**INSTRUCTION**.
Rewrite the stretch of the listing from its start through the line containing "[289,162,347,185]", swapping every "Target" for "Query" and leaving all other text unchanged.

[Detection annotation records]
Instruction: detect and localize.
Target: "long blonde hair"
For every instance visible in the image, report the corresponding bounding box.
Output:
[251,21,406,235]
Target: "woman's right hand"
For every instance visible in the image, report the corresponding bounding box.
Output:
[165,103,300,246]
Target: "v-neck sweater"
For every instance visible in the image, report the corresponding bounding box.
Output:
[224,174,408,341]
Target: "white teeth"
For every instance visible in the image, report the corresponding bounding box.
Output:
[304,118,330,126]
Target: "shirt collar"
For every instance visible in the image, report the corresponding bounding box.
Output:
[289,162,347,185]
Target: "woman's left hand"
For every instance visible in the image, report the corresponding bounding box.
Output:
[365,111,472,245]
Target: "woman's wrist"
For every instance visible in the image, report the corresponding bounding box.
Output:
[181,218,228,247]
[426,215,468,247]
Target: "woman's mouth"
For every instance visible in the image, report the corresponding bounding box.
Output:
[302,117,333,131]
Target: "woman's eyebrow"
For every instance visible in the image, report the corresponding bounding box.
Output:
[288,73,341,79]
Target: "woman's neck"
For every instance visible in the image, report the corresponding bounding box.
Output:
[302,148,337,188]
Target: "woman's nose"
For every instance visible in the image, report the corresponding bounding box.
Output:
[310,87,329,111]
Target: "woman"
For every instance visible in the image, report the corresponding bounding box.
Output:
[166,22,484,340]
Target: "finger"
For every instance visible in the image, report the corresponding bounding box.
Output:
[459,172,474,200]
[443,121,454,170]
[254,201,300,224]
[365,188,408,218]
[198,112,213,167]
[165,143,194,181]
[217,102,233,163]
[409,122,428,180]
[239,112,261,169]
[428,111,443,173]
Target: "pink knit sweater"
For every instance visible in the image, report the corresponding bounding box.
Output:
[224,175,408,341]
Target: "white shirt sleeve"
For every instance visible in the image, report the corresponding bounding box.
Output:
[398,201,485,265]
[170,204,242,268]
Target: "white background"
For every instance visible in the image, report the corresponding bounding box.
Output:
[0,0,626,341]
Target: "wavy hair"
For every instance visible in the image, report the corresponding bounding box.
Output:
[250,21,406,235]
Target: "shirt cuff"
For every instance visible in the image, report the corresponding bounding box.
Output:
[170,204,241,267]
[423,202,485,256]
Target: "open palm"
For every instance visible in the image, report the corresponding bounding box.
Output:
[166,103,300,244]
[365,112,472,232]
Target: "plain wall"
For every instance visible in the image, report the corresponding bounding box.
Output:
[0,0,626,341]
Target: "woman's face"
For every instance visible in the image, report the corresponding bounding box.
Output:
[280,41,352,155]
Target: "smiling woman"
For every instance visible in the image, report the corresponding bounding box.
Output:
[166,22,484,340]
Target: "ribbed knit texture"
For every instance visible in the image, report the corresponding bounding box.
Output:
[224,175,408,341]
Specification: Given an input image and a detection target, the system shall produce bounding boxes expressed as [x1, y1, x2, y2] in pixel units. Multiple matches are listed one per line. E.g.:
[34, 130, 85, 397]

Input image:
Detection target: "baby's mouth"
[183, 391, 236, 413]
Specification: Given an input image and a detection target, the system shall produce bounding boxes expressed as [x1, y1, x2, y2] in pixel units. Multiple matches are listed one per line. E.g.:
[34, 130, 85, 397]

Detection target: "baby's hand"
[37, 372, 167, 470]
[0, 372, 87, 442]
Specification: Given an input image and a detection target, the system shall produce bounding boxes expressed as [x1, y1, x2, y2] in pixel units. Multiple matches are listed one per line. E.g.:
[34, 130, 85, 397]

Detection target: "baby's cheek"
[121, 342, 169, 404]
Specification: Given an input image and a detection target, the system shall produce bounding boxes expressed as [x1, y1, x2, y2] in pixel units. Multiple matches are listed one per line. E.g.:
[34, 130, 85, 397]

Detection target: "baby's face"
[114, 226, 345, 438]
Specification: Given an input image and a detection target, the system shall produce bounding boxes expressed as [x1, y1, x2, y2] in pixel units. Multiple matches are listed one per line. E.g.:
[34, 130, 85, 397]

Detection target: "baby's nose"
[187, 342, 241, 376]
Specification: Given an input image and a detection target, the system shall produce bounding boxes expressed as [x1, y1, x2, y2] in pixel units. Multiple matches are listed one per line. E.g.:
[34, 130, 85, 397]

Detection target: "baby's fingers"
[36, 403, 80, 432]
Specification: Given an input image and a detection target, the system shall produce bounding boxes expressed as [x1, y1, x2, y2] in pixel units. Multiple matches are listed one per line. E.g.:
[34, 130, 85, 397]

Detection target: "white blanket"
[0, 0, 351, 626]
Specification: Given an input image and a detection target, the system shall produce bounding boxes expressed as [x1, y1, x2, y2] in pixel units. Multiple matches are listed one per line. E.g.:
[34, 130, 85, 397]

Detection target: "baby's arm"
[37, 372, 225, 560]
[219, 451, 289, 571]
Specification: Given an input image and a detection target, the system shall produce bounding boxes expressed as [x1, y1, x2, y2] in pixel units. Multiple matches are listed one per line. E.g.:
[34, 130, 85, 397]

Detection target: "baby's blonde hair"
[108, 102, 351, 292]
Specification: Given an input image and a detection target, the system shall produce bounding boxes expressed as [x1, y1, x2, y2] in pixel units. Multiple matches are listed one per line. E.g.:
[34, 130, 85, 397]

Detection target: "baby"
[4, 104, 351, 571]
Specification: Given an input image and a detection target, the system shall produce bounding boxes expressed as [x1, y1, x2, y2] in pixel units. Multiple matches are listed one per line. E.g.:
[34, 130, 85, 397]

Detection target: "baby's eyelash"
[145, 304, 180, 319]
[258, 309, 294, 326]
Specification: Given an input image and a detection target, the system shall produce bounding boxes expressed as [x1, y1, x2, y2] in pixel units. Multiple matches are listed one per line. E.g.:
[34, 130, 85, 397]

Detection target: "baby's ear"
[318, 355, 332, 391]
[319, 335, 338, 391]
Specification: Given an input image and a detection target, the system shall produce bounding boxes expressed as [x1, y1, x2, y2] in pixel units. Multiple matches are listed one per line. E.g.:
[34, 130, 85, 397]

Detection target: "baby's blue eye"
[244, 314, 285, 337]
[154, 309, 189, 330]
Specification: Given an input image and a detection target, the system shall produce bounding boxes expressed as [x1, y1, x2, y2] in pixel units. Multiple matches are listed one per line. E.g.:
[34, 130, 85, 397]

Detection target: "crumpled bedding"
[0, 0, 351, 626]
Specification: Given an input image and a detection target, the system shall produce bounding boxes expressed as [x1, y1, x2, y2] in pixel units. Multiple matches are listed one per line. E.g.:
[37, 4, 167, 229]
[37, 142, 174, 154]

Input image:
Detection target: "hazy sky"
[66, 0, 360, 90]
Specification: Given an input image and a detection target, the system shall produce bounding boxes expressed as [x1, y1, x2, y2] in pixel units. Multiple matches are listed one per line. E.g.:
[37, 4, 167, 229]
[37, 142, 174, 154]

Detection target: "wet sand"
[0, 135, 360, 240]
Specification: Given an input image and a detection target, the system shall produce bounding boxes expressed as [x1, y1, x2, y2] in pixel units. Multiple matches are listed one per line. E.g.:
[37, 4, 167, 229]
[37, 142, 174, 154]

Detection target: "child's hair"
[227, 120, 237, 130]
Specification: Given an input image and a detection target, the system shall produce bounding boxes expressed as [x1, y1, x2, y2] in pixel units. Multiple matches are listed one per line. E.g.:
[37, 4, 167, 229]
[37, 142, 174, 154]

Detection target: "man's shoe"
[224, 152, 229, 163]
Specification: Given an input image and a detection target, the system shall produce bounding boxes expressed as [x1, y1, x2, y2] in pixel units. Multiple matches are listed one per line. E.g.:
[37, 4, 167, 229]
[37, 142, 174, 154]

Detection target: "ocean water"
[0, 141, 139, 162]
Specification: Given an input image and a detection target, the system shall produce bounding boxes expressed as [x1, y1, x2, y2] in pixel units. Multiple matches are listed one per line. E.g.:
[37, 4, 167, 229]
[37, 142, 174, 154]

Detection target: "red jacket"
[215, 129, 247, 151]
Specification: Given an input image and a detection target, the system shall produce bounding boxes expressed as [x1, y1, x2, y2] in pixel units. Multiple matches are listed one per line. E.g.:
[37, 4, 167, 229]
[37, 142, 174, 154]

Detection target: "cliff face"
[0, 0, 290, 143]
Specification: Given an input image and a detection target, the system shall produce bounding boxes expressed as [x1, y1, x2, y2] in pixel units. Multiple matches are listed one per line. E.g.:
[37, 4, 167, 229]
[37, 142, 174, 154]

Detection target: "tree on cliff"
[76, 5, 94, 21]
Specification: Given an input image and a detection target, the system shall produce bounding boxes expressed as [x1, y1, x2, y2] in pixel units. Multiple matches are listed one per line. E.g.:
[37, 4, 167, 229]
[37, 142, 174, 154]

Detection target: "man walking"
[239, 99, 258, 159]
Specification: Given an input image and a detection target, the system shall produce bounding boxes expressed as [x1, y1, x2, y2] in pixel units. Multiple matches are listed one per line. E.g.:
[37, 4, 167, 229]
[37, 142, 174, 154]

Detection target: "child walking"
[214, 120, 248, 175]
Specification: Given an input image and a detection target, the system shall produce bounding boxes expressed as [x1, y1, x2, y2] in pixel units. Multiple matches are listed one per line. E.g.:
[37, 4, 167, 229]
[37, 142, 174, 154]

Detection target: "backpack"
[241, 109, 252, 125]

**RESULT OF THE EXERCISE**.
Instruction: detect and localize.
Query: "long blonde hair"
For every instance visible in the image, report the corresponding bounding box.
Output:
[251,21,406,235]
Query: "woman's right hand"
For every instance visible in the image, report the corresponding bounding box.
Output:
[165,103,300,246]
Query: "v-neck sweater"
For every instance visible in the image, report the corresponding bounding box.
Output:
[224,174,408,341]
Query: "white teeth"
For every instance visible in the image, report the corresponding bounding box.
Output:
[304,118,330,126]
Query: "shirt collar"
For every instance visible in the image, report the corresponding bounding box.
Output:
[289,162,347,185]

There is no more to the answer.